* **EXERCISE AIM**
Your copy should match the listing word for word, apart from the pictures, which are left out.

* **TASK INPUT**
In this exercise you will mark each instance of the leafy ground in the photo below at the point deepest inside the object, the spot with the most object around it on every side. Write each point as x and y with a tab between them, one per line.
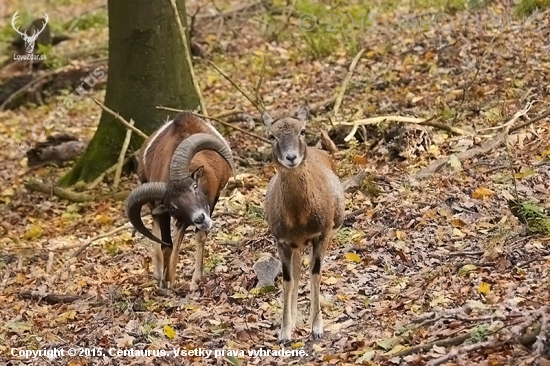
419	260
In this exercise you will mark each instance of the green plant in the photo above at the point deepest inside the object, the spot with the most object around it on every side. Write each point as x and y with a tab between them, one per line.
528	7
478	334
346	235
531	214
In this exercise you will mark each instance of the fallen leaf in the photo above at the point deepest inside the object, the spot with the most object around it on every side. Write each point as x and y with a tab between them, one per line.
482	192
483	288
169	331
353	257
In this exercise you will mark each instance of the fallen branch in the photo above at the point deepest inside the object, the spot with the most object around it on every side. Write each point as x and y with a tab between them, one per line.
99	179
220	122
344	86
355	181
464	155
454	341
88	242
121	119
236	128
259	84
531	121
483	149
120	161
188	57
52	298
31	84
327	142
64	193
512	336
72	196
544	330
315	108
461	254
420	121
236	86
228	13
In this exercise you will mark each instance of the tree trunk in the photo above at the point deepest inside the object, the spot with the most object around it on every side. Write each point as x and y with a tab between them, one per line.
147	68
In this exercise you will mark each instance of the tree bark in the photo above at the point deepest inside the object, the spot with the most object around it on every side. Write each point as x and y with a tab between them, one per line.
147	68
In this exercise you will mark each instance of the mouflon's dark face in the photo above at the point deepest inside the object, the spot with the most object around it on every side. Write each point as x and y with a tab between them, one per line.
288	137
187	203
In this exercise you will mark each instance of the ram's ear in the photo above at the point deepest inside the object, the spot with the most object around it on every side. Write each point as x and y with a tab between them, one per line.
267	119
197	174
303	113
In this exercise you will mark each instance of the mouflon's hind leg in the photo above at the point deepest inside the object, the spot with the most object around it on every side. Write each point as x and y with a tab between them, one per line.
318	250
200	240
285	254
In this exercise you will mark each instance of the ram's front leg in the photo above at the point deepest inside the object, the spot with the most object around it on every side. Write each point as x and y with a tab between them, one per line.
163	252
200	240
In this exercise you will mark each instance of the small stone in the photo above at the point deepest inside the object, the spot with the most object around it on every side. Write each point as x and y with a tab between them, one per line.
266	269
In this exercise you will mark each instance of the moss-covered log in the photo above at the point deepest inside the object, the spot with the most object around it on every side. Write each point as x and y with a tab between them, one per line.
147	68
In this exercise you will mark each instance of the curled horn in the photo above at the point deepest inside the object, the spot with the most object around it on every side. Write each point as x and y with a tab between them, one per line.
147	192
179	166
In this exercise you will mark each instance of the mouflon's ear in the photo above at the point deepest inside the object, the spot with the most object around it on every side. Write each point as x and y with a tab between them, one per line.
303	113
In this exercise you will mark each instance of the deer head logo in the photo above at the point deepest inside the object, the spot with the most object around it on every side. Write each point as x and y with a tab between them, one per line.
29	40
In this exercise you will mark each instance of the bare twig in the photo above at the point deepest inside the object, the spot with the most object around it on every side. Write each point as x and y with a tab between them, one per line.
544	330
188	57
344	86
460	254
236	128
120	161
284	24
328	143
121	119
531	121
220	122
259	84
236	86
512	119
315	108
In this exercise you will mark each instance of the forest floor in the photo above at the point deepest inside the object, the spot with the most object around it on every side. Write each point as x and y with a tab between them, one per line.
439	258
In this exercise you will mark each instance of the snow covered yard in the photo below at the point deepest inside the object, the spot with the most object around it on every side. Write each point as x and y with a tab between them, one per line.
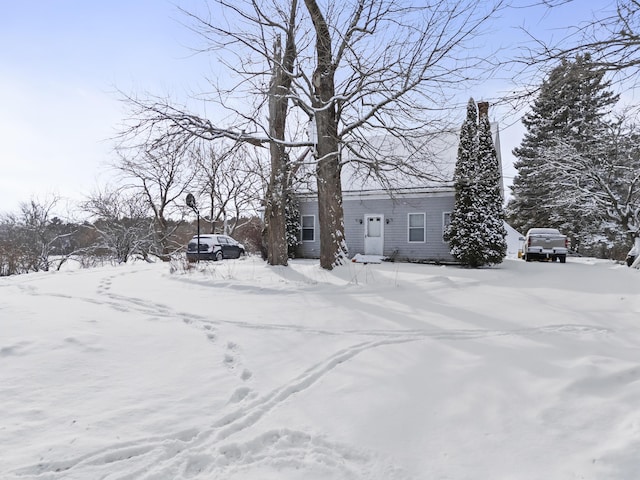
371	371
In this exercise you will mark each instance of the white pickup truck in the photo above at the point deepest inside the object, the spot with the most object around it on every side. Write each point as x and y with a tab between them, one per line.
545	244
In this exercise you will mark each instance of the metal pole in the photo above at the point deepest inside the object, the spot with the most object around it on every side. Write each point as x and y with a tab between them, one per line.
198	222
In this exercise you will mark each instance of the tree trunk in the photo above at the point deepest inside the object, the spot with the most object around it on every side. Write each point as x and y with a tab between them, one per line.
333	249
279	182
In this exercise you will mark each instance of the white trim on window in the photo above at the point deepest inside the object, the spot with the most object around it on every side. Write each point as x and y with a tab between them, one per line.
308	228
417	227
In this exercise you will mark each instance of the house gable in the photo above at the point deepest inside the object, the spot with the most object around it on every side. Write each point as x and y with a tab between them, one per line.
426	207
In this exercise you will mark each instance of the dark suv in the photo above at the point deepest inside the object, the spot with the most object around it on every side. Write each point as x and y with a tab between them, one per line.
213	247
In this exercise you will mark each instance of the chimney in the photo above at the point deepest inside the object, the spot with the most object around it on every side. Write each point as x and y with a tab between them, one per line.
483	109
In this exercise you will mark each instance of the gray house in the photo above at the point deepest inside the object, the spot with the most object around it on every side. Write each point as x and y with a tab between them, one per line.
407	226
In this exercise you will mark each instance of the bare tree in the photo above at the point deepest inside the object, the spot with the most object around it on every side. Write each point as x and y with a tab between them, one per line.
230	179
605	186
364	72
160	174
611	37
122	223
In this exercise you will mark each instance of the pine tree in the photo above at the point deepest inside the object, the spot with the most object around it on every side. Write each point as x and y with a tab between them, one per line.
570	110
476	234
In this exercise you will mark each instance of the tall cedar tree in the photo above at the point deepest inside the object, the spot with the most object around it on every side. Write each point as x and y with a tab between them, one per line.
570	109
476	234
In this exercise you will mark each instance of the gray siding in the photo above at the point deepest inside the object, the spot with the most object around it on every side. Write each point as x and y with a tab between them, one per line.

* **RESPONSE TO THE TASK**
In this exercise you will mark each instance of the leafy ground in the photo below at the point deepest inside the object, the spot with the most object around it on every side. Write each point as x and y with a tab between them, one per line.
419	260
In this exercise you will mark each instance of the green plant in the photo above at the point deepest inside the object, the spot with the most object around it on every side. Write each point as x and y with a tab between them, one per line.
528	7
478	334
346	235
531	214
In this exercise you will mark each instance of the fallen leaf in the photo above at the point deepest inside the object, the spot with the most object around it on every side. Write each point as x and y with a tab between them, one per line.
482	192
483	288
169	331
353	257
In this exercise you will mark each instance of the fallen branch in the photo above at the point deepest inside the object, the spot with the most object around it on every side. Write each point as x and y with a tab between them, one per line.
99	179
220	122
344	86
355	181
464	155
454	341
88	242
121	119
236	128
259	84
531	121
483	149
120	161
188	57
52	298
31	84
327	142
64	193
512	336
72	196
544	330
315	108
461	254
420	121
236	86
228	13
In this exercise you will mark each instance of the tree trunk in the photo above at the point deepest inside the object, the spot with the most object around it on every side. Write each point as x and y with a tab between them, one per line.
147	68
In this exercise you will mark each instance of the tree bark in the photo above at the point deepest inside the object, the spot with the most object around it on every side. Write each point as x and y with a tab between them, one per line.
147	68
In this exercise you will mark each instance of the mouflon's dark face in the photo above at the point deepest inside the object, the spot with the most object around it on every side. Write each point as x and y with a tab between them, one per line.
288	137
187	203
In this exercise you will mark each instance of the ram's ear in the photo above at the point deepest inside the object, the spot with the most object around it on every side. Write each point as x and y with a tab between them, one per line.
267	119
197	174
303	113
In this exercise you will mark each instance of the mouflon's hind leg in the photo above at the point deepest inside the object, the spot with the most object around it on every side. Write each point as x and y with a tab between them, one per line.
318	250
200	240
285	254
In this exercise you will mark each instance of the ram's front leg in the photo above at the point deepest inside the object, the spot with the most object around it on every side. Write each point as x and y with a tab between them, one per line.
163	252
200	240
In this exercise you will mark each instance of the small stone in the photo above at the point deepest inside the object, the spot with the most object around it on every side. Write each point as x and y with a tab between them, one per line.
266	269
In this exercise you will mark each instance of the moss-covered log in the photo above at the point deepest inside the object, the spot with the most object around it on every side. Write each point as x and y with a tab between them, one per line.
147	68
In this exercise you will mark each instance of the curled horn in the photo above at the point deepest inside the object, the spot with the most object around it on every side. Write each point as x and y with a tab between them, one per line.
147	192
179	166
In this exercise you will mark each instance of the mouflon's ear in the photo above at the point deepest inside the object, the spot with the most object around it on every side. Write each point as x and y with a tab between them, one per line.
303	113
In this exercise you will mark each instance of the deer head logo in the photo above at the point deepest inside the object, the spot with the most object around it on every side. Write each point as x and y with a tab between them, one per line.
29	40
In this exercise you will mark each instance of the bare twig in the photo above at the point deepest inside the object, the spot with the most object around it on every side. Write each point as x and y with a tab between them, one per line.
544	330
188	57
344	86
460	254
236	128
120	161
284	24
328	143
121	119
531	121
220	122
259	84
236	86
512	119
315	108
In this exercise you will mark each instance of the forest floor in the photo above at the point deepest inside the object, the spot with the most object around it on every side. Write each point as x and y with a tab between them, one per line.
439	258
In this exercise you will mark each instance of the snow covered yard in the photo below at the point deepest inside the object, the spot with the most object around it on every side. Write each point as x and y with a tab between them, one per line.
371	371
In this exercise you will mark each instance of the white pickup truck in the photo above at the point deepest inside the object, the spot with the most object around it on every side. Write each point as x and y with a tab between them, one per line.
545	244
In this exercise you will mark each instance of the metal pole in the photo above at the point deepest inside the object, the spot with the most object around it on every side. Write each point as x and y with a tab between them, one per line.
198	222
In this exercise you will mark each instance of the tree trunk in the photo above at the point deepest inside the object, the spot with the most object around it on every side. Write each point as x and y with a tab between them, one per line.
333	249
279	182
In this exercise you will mark each instance of the white trim on window in the photo above at the point deepest inside the object, the spot with the most object around it on every side. Write each point as x and y with a tab between them, one per line.
308	228
417	227
In this exercise you will mark each instance of the house gable in the photo above at the point deepest inside the object, the spot with the most object around it on every side. Write each point as x and y with a tab between them, one per line.
426	207
In this exercise you will mark each instance of the dark suv in the photo above at the point deepest inside the object, the spot with the most object around it on every side. Write each point as x and y with a tab between them, one per line.
213	247
In this exercise you will mark each instance of the chimney in the photo above at the point deepest inside the object, the spot with the most object around it on every side. Write each point as x and y with a tab between them, one per line.
483	109
In this exercise you will mark each instance of the gray house in the photo above at the point deepest inside the object, the spot with the most object around it on every side. Write each point as x and y with a tab between them, one per line.
407	226
In this exercise you will mark each instance of the bare tree in the photo above at the point deepest inside the object, the spot with the most object around it on every side. Write each point as x and y with a tab between them, one per line.
230	179
605	186
364	72
160	174
611	37
122	223
In this exercise you will mark each instance of the pine tree in the photo above at the point deepest inside the object, the spot with the most object around it on every side. Write each point as x and y with a tab between them, one per line.
570	110
476	234
In this exercise you will mark each instance of the tall cedar tree in the photo above at the point deepest inside the object, the spot with the most object around it on every side. Write each point as x and y with a tab between them, one per line.
570	109
476	234
In this exercise you will mark each instance of the gray siding in the photo above at the point deepest inside the object, the spot with the most object around it on every side. Write each point as x and y with a tab between them, one per line.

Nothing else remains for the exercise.